Your instructions - Arrange the material, from its start through the line containing "(0, 0), (414, 110)", as a two-column CSV with columns named "prompt" and "response": one row per request, with its text and its answer each in a single quoted field and line breaks replaced by spaces. Leave the pictures out.

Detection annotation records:
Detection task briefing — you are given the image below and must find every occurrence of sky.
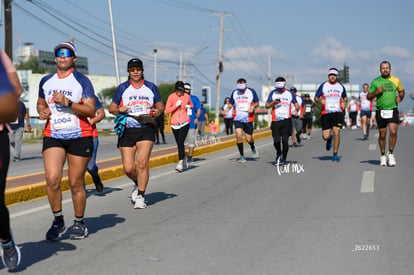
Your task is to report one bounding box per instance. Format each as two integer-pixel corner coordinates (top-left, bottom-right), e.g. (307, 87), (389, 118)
(0, 0), (414, 110)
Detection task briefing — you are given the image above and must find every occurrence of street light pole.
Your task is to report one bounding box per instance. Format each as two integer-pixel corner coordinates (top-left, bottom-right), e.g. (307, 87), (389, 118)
(108, 0), (120, 85)
(4, 0), (13, 60)
(152, 49), (158, 85)
(191, 46), (209, 86)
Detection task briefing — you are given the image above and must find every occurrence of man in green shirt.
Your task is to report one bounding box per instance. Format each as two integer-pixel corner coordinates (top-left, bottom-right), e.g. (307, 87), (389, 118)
(367, 61), (405, 166)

Exercise output -
prompt,response
"Detection task briefing — you are given the image below and must find every occurrence of sky. Your task is to report one bounding box per instance. Format each as two integer-pixel corner coordinates (top-left, bottom-right), e.g. (307, 87), (389, 118)","(0, 0), (414, 110)"